Retype these lines from the items below word for word. Begin at the line that contains "mark every grassy" and stop after the line that contains "xmin=2 ymin=169 xmax=296 ymax=264".

START ENTRIES PROVIDED

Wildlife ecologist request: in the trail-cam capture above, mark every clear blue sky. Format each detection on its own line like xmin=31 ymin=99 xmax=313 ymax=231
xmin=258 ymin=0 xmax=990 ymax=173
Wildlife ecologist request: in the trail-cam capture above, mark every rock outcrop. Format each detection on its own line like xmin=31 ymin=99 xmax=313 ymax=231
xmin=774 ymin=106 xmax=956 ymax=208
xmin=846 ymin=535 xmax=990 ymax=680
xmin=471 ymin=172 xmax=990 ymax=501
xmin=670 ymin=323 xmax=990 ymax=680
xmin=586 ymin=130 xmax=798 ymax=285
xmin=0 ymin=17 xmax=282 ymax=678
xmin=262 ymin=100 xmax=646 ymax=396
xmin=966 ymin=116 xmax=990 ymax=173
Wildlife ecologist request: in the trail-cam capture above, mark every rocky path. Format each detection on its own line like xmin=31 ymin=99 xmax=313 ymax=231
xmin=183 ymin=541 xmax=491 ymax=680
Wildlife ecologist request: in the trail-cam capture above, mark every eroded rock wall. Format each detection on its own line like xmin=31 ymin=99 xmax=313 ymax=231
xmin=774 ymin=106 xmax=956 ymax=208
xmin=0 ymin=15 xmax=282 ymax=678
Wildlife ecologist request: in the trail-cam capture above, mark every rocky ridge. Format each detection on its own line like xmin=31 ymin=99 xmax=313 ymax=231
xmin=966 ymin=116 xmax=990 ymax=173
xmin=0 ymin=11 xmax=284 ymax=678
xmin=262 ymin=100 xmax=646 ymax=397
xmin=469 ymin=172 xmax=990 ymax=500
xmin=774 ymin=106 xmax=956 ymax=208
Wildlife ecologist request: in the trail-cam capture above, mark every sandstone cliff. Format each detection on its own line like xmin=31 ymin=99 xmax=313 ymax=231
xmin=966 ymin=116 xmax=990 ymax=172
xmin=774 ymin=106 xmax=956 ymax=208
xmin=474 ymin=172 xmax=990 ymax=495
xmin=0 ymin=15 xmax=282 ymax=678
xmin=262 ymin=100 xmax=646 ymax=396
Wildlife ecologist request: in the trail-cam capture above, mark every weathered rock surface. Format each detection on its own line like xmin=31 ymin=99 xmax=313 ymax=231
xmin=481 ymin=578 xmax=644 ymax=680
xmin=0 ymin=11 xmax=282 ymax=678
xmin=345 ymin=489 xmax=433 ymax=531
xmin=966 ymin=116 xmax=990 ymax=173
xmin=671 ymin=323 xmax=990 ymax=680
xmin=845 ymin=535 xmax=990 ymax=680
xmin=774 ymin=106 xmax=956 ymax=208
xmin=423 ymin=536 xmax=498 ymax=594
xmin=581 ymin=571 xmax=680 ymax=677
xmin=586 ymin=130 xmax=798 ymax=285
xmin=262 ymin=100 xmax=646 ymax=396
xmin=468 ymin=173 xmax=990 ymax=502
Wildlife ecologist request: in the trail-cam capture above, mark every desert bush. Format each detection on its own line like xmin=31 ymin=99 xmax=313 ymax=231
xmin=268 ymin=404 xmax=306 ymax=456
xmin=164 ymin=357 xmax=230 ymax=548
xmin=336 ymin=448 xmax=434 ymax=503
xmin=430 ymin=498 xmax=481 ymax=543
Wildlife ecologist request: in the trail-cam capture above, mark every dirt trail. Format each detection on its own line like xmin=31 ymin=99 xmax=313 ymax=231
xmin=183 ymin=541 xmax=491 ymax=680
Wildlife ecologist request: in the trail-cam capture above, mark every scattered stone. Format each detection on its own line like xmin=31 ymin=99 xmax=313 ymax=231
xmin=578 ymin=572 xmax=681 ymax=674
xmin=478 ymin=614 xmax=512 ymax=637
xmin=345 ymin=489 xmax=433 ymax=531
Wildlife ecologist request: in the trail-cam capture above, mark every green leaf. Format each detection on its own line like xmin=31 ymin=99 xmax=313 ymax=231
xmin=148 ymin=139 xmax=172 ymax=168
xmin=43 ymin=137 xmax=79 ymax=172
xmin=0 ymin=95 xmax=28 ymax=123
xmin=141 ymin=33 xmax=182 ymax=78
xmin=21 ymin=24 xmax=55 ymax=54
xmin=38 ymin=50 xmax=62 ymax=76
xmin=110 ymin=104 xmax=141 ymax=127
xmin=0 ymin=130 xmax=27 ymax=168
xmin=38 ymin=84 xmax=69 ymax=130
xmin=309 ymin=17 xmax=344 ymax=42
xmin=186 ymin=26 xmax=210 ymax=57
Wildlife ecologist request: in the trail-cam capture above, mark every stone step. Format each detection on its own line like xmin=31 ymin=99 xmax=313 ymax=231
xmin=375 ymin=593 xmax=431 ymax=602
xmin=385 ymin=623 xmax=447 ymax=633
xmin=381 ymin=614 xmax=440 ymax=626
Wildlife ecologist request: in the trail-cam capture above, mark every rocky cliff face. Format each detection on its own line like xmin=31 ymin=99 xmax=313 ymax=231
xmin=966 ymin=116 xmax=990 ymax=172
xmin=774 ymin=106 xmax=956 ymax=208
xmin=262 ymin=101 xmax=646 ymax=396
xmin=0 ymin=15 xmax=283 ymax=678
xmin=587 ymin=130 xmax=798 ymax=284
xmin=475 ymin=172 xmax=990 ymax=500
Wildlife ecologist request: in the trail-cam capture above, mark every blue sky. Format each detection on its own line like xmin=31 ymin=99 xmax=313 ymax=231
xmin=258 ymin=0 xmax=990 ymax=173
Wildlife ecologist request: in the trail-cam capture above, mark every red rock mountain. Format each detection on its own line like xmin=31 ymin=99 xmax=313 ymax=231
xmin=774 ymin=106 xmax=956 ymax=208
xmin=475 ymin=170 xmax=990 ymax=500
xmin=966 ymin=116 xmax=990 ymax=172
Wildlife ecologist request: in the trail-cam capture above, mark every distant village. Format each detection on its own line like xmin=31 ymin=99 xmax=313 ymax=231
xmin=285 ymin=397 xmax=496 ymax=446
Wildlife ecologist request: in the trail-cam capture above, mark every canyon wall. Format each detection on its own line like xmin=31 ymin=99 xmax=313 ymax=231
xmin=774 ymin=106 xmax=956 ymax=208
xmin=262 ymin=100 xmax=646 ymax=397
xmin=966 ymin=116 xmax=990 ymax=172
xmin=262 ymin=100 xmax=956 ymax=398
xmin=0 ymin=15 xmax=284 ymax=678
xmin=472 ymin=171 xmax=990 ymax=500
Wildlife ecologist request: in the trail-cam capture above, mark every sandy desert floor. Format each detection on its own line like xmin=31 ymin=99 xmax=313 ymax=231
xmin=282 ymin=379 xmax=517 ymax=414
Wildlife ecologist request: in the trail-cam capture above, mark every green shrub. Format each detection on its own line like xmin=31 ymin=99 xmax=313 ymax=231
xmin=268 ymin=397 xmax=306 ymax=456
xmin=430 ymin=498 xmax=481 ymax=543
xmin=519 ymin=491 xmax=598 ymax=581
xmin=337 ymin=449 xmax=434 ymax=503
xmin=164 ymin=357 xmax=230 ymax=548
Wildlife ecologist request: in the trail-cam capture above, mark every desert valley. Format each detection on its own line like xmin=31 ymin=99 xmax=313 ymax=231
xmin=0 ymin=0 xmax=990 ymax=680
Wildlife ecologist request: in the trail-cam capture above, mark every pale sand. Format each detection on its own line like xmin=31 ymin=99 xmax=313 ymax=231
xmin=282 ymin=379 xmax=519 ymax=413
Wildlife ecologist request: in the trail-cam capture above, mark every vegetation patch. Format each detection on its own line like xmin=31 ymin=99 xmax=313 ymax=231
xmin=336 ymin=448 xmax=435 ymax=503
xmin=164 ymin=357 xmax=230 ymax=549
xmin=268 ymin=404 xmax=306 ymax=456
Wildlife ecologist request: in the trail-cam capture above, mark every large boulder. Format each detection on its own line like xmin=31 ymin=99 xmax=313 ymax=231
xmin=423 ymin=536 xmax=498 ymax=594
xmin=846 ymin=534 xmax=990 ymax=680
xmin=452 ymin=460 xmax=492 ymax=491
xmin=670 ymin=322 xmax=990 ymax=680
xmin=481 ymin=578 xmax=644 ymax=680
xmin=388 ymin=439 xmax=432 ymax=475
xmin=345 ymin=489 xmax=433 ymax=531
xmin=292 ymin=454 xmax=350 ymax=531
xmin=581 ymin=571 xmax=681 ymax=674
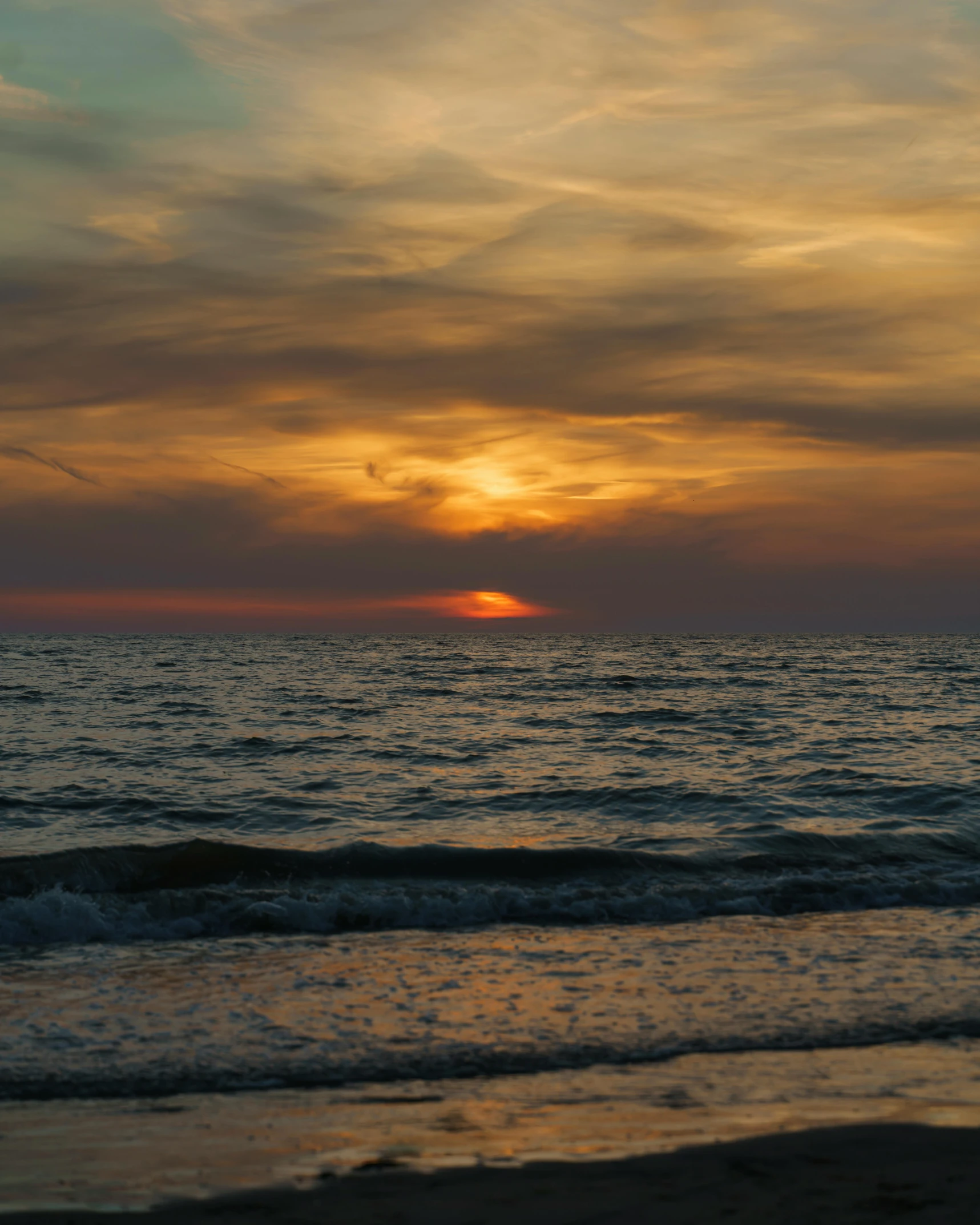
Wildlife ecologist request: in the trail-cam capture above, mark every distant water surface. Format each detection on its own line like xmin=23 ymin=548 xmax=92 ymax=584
xmin=0 ymin=635 xmax=980 ymax=1095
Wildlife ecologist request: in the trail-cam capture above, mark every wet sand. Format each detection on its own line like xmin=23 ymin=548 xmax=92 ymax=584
xmin=5 ymin=1125 xmax=980 ymax=1225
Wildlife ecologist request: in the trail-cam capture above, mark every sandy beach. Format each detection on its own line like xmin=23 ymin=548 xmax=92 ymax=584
xmin=6 ymin=1125 xmax=980 ymax=1225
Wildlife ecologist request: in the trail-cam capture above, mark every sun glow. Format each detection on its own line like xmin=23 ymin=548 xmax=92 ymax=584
xmin=0 ymin=589 xmax=561 ymax=627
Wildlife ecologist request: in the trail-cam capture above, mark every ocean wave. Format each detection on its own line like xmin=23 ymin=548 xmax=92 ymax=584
xmin=0 ymin=832 xmax=980 ymax=946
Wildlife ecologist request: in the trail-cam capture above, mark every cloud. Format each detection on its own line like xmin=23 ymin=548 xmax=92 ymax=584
xmin=0 ymin=446 xmax=99 ymax=485
xmin=0 ymin=0 xmax=980 ymax=623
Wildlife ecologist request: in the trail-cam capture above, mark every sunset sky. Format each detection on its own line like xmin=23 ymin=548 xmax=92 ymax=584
xmin=0 ymin=0 xmax=980 ymax=632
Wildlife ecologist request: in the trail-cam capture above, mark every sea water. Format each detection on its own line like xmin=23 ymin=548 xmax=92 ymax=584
xmin=0 ymin=635 xmax=980 ymax=1195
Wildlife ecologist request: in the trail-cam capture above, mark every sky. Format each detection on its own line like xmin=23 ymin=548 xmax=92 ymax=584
xmin=0 ymin=0 xmax=980 ymax=632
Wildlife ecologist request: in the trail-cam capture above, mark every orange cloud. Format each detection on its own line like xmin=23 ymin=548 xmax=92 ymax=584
xmin=0 ymin=589 xmax=560 ymax=624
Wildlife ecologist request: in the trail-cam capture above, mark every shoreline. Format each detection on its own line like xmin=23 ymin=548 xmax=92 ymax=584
xmin=0 ymin=1039 xmax=980 ymax=1225
xmin=3 ymin=1123 xmax=980 ymax=1225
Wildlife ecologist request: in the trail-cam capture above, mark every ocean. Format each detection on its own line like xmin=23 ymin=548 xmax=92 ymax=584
xmin=0 ymin=633 xmax=980 ymax=1202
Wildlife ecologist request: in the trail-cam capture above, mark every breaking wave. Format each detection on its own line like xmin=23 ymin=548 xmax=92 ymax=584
xmin=0 ymin=831 xmax=980 ymax=946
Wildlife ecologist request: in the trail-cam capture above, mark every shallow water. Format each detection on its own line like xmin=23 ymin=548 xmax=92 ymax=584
xmin=0 ymin=635 xmax=980 ymax=1098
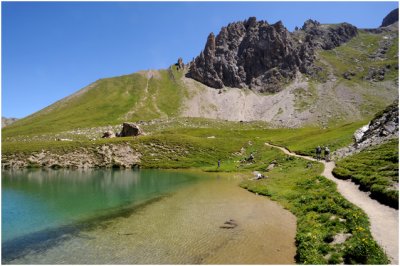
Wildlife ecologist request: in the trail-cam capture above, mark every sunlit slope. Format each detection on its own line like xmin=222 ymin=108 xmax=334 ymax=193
xmin=3 ymin=68 xmax=183 ymax=137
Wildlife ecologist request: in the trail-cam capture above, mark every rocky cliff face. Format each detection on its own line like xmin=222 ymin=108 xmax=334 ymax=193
xmin=335 ymin=100 xmax=399 ymax=158
xmin=187 ymin=17 xmax=357 ymax=92
xmin=381 ymin=8 xmax=399 ymax=27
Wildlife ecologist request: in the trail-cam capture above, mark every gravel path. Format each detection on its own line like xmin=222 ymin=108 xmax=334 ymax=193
xmin=266 ymin=143 xmax=399 ymax=265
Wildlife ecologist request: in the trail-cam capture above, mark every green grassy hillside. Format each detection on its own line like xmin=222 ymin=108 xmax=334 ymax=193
xmin=333 ymin=139 xmax=399 ymax=208
xmin=2 ymin=67 xmax=183 ymax=137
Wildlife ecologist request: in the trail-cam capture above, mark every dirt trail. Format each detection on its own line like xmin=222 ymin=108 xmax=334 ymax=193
xmin=265 ymin=143 xmax=399 ymax=265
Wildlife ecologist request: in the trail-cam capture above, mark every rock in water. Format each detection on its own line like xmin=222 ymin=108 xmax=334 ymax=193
xmin=118 ymin=122 xmax=142 ymax=137
xmin=187 ymin=17 xmax=357 ymax=92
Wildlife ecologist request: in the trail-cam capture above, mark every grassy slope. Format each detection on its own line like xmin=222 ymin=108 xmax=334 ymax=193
xmin=2 ymin=118 xmax=365 ymax=160
xmin=241 ymin=155 xmax=388 ymax=264
xmin=319 ymin=30 xmax=399 ymax=83
xmin=2 ymin=68 xmax=183 ymax=137
xmin=333 ymin=139 xmax=399 ymax=208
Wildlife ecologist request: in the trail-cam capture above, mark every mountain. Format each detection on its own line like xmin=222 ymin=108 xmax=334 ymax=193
xmin=381 ymin=8 xmax=399 ymax=27
xmin=1 ymin=116 xmax=18 ymax=128
xmin=2 ymin=10 xmax=398 ymax=140
xmin=187 ymin=17 xmax=357 ymax=92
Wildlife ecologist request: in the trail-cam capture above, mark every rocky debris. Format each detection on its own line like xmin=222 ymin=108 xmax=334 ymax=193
xmin=333 ymin=100 xmax=399 ymax=158
xmin=368 ymin=33 xmax=398 ymax=61
xmin=117 ymin=122 xmax=143 ymax=137
xmin=2 ymin=144 xmax=141 ymax=169
xmin=101 ymin=130 xmax=115 ymax=139
xmin=1 ymin=116 xmax=18 ymax=128
xmin=219 ymin=219 xmax=238 ymax=229
xmin=381 ymin=8 xmax=399 ymax=27
xmin=187 ymin=17 xmax=357 ymax=92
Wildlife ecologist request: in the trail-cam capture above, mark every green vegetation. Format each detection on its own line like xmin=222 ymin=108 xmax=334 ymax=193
xmin=294 ymin=81 xmax=318 ymax=112
xmin=318 ymin=30 xmax=399 ymax=83
xmin=2 ymin=67 xmax=183 ymax=138
xmin=2 ymin=118 xmax=388 ymax=264
xmin=2 ymin=118 xmax=365 ymax=161
xmin=333 ymin=139 xmax=399 ymax=208
xmin=241 ymin=155 xmax=389 ymax=264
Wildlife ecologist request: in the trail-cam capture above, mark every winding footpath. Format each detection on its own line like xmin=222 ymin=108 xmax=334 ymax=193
xmin=265 ymin=143 xmax=399 ymax=265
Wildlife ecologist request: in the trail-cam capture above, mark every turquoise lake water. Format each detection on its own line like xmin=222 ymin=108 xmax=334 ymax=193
xmin=2 ymin=170 xmax=198 ymax=258
xmin=2 ymin=169 xmax=296 ymax=264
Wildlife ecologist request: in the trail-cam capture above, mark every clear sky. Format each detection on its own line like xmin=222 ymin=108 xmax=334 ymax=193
xmin=1 ymin=2 xmax=398 ymax=118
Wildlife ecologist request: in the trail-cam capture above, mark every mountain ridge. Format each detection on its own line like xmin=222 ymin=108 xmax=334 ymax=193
xmin=3 ymin=10 xmax=398 ymax=139
xmin=187 ymin=17 xmax=357 ymax=92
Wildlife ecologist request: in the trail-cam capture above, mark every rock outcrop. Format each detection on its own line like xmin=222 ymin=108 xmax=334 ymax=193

END ENTRIES PROVIDED

→ THE RESULT:
Wildlife ecologist request: in the trail-cam capture above, mark every grassy slope. Format each detection on its own line like xmin=222 ymin=108 xmax=334 ymax=193
xmin=2 ymin=118 xmax=365 ymax=160
xmin=241 ymin=155 xmax=388 ymax=264
xmin=319 ymin=30 xmax=399 ymax=83
xmin=2 ymin=68 xmax=183 ymax=137
xmin=333 ymin=139 xmax=399 ymax=208
Wildlife ecologist request: in the trail-cam capture above, mark every mountain. Format each detection on its own line like xmin=222 ymin=108 xmax=334 ymax=193
xmin=381 ymin=8 xmax=399 ymax=27
xmin=1 ymin=116 xmax=18 ymax=128
xmin=2 ymin=10 xmax=398 ymax=140
xmin=187 ymin=17 xmax=357 ymax=92
Wildlife ecologist request: in the trail-cam capture above, mark every rocky debris. Format each detection on its own line like xmin=222 ymin=108 xmax=334 ymax=193
xmin=333 ymin=100 xmax=399 ymax=158
xmin=368 ymin=33 xmax=398 ymax=61
xmin=117 ymin=122 xmax=143 ymax=137
xmin=2 ymin=144 xmax=141 ymax=169
xmin=101 ymin=130 xmax=115 ymax=139
xmin=1 ymin=116 xmax=18 ymax=128
xmin=219 ymin=219 xmax=238 ymax=229
xmin=381 ymin=8 xmax=399 ymax=27
xmin=187 ymin=17 xmax=357 ymax=92
Wildlife ecologist request: in the trail-cam capture above, mark every green vegetation. Format each detection on its own line like xmin=222 ymin=108 xmax=334 ymax=193
xmin=294 ymin=81 xmax=318 ymax=112
xmin=318 ymin=30 xmax=399 ymax=83
xmin=2 ymin=67 xmax=183 ymax=138
xmin=2 ymin=118 xmax=388 ymax=264
xmin=2 ymin=118 xmax=365 ymax=161
xmin=333 ymin=139 xmax=399 ymax=208
xmin=241 ymin=155 xmax=389 ymax=264
Wildlife ecologist request: in the trail-cam capture above, mark every winding footpath. Format each detection on its own line like xmin=222 ymin=108 xmax=334 ymax=193
xmin=265 ymin=143 xmax=399 ymax=265
Wildlife ecologist request: in the trail-cam capture above, mark every turquoise lake water. Format each detection on its own line like xmin=222 ymin=108 xmax=334 ymax=193
xmin=2 ymin=170 xmax=198 ymax=258
xmin=2 ymin=169 xmax=296 ymax=264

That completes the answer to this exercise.